_PROMPT_: Please rewrite the items below, switching "hazy horizon" to "misty skyline" and leaving everything else as it stands.

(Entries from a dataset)
>> START

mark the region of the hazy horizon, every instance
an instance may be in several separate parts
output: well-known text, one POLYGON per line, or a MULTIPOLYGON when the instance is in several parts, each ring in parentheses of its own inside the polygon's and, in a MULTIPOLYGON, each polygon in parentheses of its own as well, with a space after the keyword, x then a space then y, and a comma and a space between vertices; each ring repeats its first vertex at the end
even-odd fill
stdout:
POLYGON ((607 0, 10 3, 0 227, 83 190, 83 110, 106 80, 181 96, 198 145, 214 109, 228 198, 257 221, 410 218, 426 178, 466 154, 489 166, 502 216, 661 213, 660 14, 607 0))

>> END

_TASK OUTPUT_:
mark the region of the misty skyline, every instance
an instance may be in several separate parts
output: well-known text, one POLYGON per line, or a MULTIPOLYGON when the instance is in several parts, each ring in parentheses of its own inside the polygon's and, in a MULTIPOLYGON, each polygon in parentheses of its own as well, with a space after the keyword, x then a space then y, and a comma and a space between vertices; each ring repeats its first vertex at the end
even-odd fill
stdout:
POLYGON ((607 0, 10 3, 0 227, 83 190, 83 110, 106 80, 181 96, 198 145, 214 109, 228 198, 257 221, 410 218, 426 178, 466 154, 489 166, 502 216, 661 213, 660 14, 607 0))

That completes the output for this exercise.